▶ Task set:
- a) Summarize the news report on COVID-19 cases at Department of Energy sites in two sentences.
- b) Write the next part of the news report on COVID-19 cases at Department of Energy sites, picking up after its final sentence.

▶ Selected extract:
════

Seven more workers informed management at the Department of Energy’s Hanford Site in Washington state on Saturday they have tested positive for COVID-19.
The latest confirmed coronavirus infections were reported in a Saturday afternoon post on Hanford’s emergency operations website, which is run by site services contractor Mission Support Alliance.
That brings the confirmed total of COVID-19 cases at the former plutonium production complex to 223, based upon recent bulletins posted daily on the website.
It is also the latest reminder that the 16 nuclear cleanup properties managed by the DOE Office of Environmental Management (EM) are sharing in the nation’s surging pandemic. As of Thursday, there were 194 active cases of the coronavirus within the cleanup complex, according to an EM spokesperson. That’s up from 64 active cases in early October.
Over the weekend, governors of Washington and New Mexico issued emergency orders, instructing people to stay home and restricting operation of businesses deemed non-essential.
On Friday, New Mexico Gov. Michelle Lujan Grisham (D) imposed an order telling most residents to stay at home except for trips to secure food, medical and other basic needs starting today through Nov. 30. Most non-essential businesses are instructed to close. A DOE spokesperson for Los Alamos National Laboratory said in a Friday email that the facility is considered essential and not covered by the order. A similar assessment was offered early Monday by a spokesperson for the Waste Isolation Pilot Plant.

════

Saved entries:
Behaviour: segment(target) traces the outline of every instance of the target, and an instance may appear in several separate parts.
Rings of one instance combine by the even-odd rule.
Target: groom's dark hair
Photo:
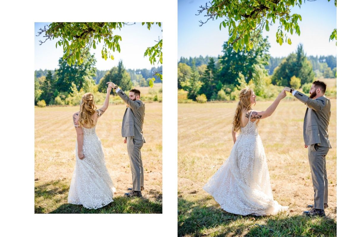
[[[130,91],[130,92],[133,92],[135,94],[135,96],[138,96],[140,97],[141,97],[141,92],[140,92],[140,91],[138,90],[136,90],[136,89],[132,89],[132,90]]]
[[[315,87],[320,88],[323,94],[325,93],[325,91],[326,90],[326,84],[325,82],[321,81],[315,81],[313,84],[315,85]]]

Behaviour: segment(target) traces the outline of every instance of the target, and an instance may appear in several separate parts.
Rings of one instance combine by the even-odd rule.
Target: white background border
[[[4,2],[0,16],[3,75],[0,93],[2,105],[0,137],[2,138],[0,143],[2,233],[35,233],[37,236],[176,236],[177,2],[150,0],[131,1],[128,3],[129,1],[62,0],[31,2],[33,1]],[[345,1],[339,1],[337,9],[337,226],[340,236],[353,232],[356,173],[354,119],[356,47],[352,26],[356,3],[347,1],[346,5]],[[33,27],[36,22],[61,21],[162,22],[164,40],[163,214],[34,214]]]

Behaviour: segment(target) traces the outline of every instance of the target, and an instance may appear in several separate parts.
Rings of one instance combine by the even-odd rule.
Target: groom
[[[304,212],[307,216],[325,216],[324,209],[328,206],[325,156],[331,148],[328,133],[331,105],[330,100],[324,96],[326,90],[326,84],[320,81],[313,82],[309,97],[293,88],[286,87],[284,89],[307,106],[303,135],[304,147],[308,148],[314,188],[314,205],[308,206],[313,208],[311,210]]]
[[[121,133],[122,137],[125,138],[124,142],[127,144],[133,187],[131,192],[125,194],[129,197],[142,196],[141,190],[143,189],[143,167],[141,158],[141,148],[146,142],[142,131],[145,104],[140,100],[141,93],[138,90],[131,90],[128,96],[113,82],[109,82],[106,84],[114,88],[117,95],[127,104],[122,119]]]

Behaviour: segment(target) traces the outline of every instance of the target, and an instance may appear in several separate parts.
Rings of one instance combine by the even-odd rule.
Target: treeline
[[[104,93],[106,92],[106,82],[108,81],[112,81],[125,91],[134,87],[148,86],[152,77],[156,78],[156,82],[162,82],[159,77],[152,76],[155,72],[162,71],[161,66],[150,70],[127,70],[120,61],[117,66],[110,70],[98,70],[95,67],[96,60],[89,52],[80,65],[75,64],[69,66],[63,57],[58,62],[59,68],[54,70],[35,71],[35,105],[76,105],[79,104],[83,95],[89,92],[95,94],[96,101],[100,103],[105,98]],[[160,100],[161,95],[152,97],[155,96],[156,101]]]
[[[189,57],[189,59],[181,57],[178,63],[185,63],[191,67],[194,61],[195,62],[195,66],[199,66],[204,64],[208,65],[210,58],[212,58],[214,61],[216,63],[220,57],[220,55],[218,55],[217,57],[209,57],[207,55],[205,57],[203,57],[201,55],[199,57]],[[268,70],[269,75],[273,74],[274,69],[281,64],[283,59],[286,58],[271,57],[269,58],[268,64],[265,65],[265,68]],[[332,55],[320,56],[316,55],[308,56],[307,58],[312,63],[313,70],[317,78],[323,77],[325,78],[334,78],[335,77],[336,71],[336,57]]]
[[[266,38],[260,35],[254,44],[249,52],[236,52],[225,42],[223,54],[217,58],[181,58],[178,65],[178,102],[236,100],[240,90],[246,86],[266,98],[276,96],[286,86],[301,87],[307,93],[311,82],[316,76],[321,77],[320,74],[325,77],[335,77],[331,75],[336,70],[336,59],[333,56],[309,60],[300,44],[287,57],[273,58],[268,53],[270,45]]]

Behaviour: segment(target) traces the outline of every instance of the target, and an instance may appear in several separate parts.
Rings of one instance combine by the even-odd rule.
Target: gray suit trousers
[[[128,136],[126,138],[127,152],[130,159],[130,166],[132,176],[132,185],[134,191],[141,191],[143,186],[143,166],[141,158],[141,148],[143,141]]]
[[[325,157],[329,148],[313,144],[308,147],[308,158],[314,188],[314,208],[324,209],[328,203],[328,177]]]

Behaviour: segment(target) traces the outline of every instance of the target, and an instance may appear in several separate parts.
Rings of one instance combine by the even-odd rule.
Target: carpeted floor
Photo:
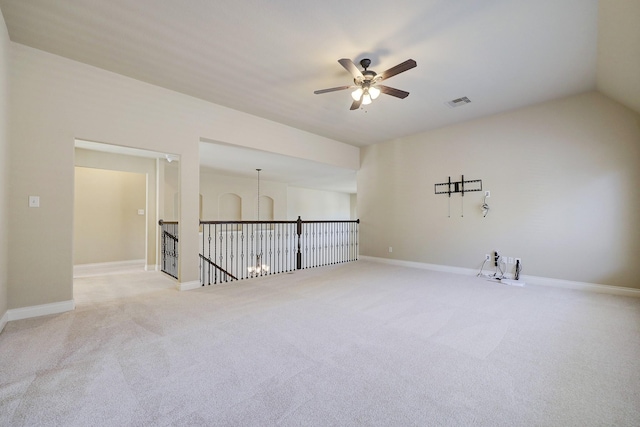
[[[0,425],[640,425],[636,298],[365,261],[74,288],[0,334]]]

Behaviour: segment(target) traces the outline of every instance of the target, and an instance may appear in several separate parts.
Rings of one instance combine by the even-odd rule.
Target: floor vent
[[[470,102],[471,100],[469,98],[467,98],[466,96],[463,96],[462,98],[454,99],[453,101],[447,102],[447,105],[451,108],[455,108],[455,107],[460,107],[462,105],[468,104]]]

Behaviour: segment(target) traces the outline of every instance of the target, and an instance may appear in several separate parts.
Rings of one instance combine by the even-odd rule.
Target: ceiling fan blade
[[[382,80],[388,79],[389,77],[393,77],[396,74],[400,74],[407,70],[410,70],[417,65],[418,64],[413,59],[407,59],[403,63],[398,64],[395,67],[389,68],[387,71],[383,71],[382,73],[378,74],[377,80],[382,81]]]
[[[338,59],[338,62],[340,63],[340,65],[342,65],[345,68],[345,70],[351,73],[354,79],[358,81],[364,80],[364,76],[362,75],[362,72],[358,70],[358,67],[356,67],[356,64],[354,64],[352,60],[347,58],[342,58],[342,59]]]
[[[338,87],[331,87],[329,89],[320,89],[320,90],[314,90],[313,93],[315,93],[316,95],[320,95],[321,93],[327,93],[327,92],[336,92],[338,90],[345,90],[345,89],[349,89],[353,86],[338,86]]]
[[[362,104],[362,96],[357,101],[353,101],[353,104],[351,104],[351,108],[349,108],[349,109],[350,110],[357,110],[358,108],[360,108],[361,104]]]
[[[386,93],[387,95],[395,96],[396,98],[405,99],[407,96],[409,96],[409,92],[405,92],[404,90],[396,89],[393,87],[384,85],[376,85],[375,87],[380,89],[380,92]]]

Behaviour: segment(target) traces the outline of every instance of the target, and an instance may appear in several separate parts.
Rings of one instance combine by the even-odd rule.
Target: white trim
[[[448,265],[426,264],[424,262],[403,261],[399,259],[378,258],[360,255],[358,259],[363,261],[381,262],[383,264],[399,265],[401,267],[420,268],[422,270],[442,271],[444,273],[464,274],[466,276],[474,276],[478,272],[470,268],[451,267]]]
[[[202,283],[199,280],[193,280],[191,282],[181,282],[176,285],[179,291],[191,291],[202,287]]]
[[[65,311],[72,311],[75,308],[76,303],[73,300],[53,302],[51,304],[32,305],[31,307],[14,308],[7,311],[7,320],[21,320],[29,319],[31,317],[46,316],[48,314],[64,313]]]
[[[132,265],[144,265],[144,259],[130,259],[127,261],[110,261],[110,262],[96,262],[94,264],[76,264],[73,268],[97,268],[97,267],[131,267]]]
[[[2,318],[0,318],[0,333],[2,333],[2,330],[7,325],[8,321],[9,321],[9,312],[5,311],[5,313],[2,316]]]
[[[598,283],[574,282],[571,280],[551,279],[548,277],[522,276],[527,283],[554,288],[573,289],[577,291],[598,292],[601,294],[622,295],[640,298],[640,289],[625,288],[623,286],[600,285]]]
[[[397,259],[378,258],[378,257],[363,256],[363,255],[360,255],[359,259],[363,261],[372,261],[372,262],[381,262],[384,264],[399,265],[402,267],[421,268],[423,270],[434,270],[434,271],[442,271],[445,273],[464,274],[467,276],[475,276],[476,274],[478,274],[477,270],[473,270],[470,268],[462,268],[462,267],[451,267],[447,265],[426,264],[422,262],[402,261]],[[550,286],[554,288],[573,289],[573,290],[584,291],[584,292],[599,292],[604,294],[622,295],[622,296],[640,298],[640,289],[636,289],[636,288],[625,288],[622,286],[612,286],[612,285],[600,285],[597,283],[574,282],[571,280],[553,279],[548,277],[537,277],[537,276],[522,276],[521,280],[528,285],[531,284],[531,285],[538,285],[538,286]]]

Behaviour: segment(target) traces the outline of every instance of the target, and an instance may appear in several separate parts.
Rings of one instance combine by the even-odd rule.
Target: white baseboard
[[[76,264],[73,268],[96,268],[96,267],[131,267],[132,265],[145,265],[144,259],[130,259],[126,261],[110,261],[110,262],[96,262],[93,264]]]
[[[54,302],[51,304],[33,305],[31,307],[14,308],[7,311],[8,321],[29,319],[31,317],[46,316],[48,314],[64,313],[76,308],[73,300]]]
[[[202,283],[199,280],[194,280],[191,282],[182,282],[176,285],[176,288],[179,291],[191,291],[193,289],[198,289],[202,287]]]
[[[439,265],[439,264],[427,264],[424,262],[403,261],[399,259],[378,258],[378,257],[363,256],[363,255],[359,255],[358,259],[361,259],[363,261],[381,262],[383,264],[399,265],[401,267],[411,267],[411,268],[420,268],[422,270],[441,271],[443,273],[464,274],[466,276],[475,276],[478,273],[477,270],[472,270],[470,268],[451,267],[448,265]]]
[[[9,321],[9,312],[5,311],[2,317],[0,317],[0,333],[2,333],[2,330],[7,325],[8,321]]]
[[[402,267],[421,268],[424,270],[464,274],[467,276],[475,276],[476,274],[478,274],[478,270],[473,270],[471,268],[451,267],[447,265],[437,265],[437,264],[426,264],[422,262],[402,261],[397,259],[378,258],[378,257],[370,257],[370,256],[363,256],[363,255],[360,255],[358,258],[363,261],[381,262],[384,264],[398,265]],[[604,294],[622,295],[622,296],[640,298],[640,289],[625,288],[622,286],[600,285],[597,283],[586,283],[586,282],[574,282],[570,280],[552,279],[548,277],[537,277],[537,276],[521,276],[520,280],[525,282],[527,285],[550,286],[554,288],[573,289],[577,291],[587,291],[587,292],[599,292]]]

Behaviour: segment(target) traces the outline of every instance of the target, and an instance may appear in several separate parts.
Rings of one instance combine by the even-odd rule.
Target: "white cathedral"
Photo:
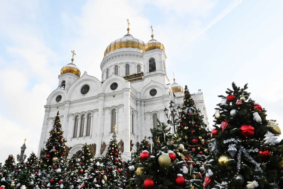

════

▶ Results:
- a) Seven more workers at the Department of Energy's Hanford Site in Washington state reported positive COVID-19 tests on Saturday, bringing the site's confirmed total to 223, and active cases across the 16 nuclear cleanup properties managed by the DOE Office of Environmental Management rose to 194 from 64 in early October. The governors of Washington and New Mexico issued emergency stay-at-home orders restricting non-essential businesses, though spokespersons said Los Alamos National Laboratory and the Waste Isolation Pilot Plant are considered essential and not covered by New Mexico's order.

- b)
The New Mexico order specifies that it exempts “[l]aboratories and defense and national security-related operations supporting the United States government, a contractor to the United States government, or any federal entity.”
Meanwhile, a similar order issued Sunday by Washington Gov. Jay Inslee (D) takes effect Nov. 17 and runs through Dec. 14. Washington is seeing a surge in daily case counts, with over 2,000 cases a day over the weekend and average cases in the state doubling over the past two weeks, according to the Inslee news release.
As of Monday morning, there have been 11 million cases of COVID-19 in the United States and 246,000 deaths as a result.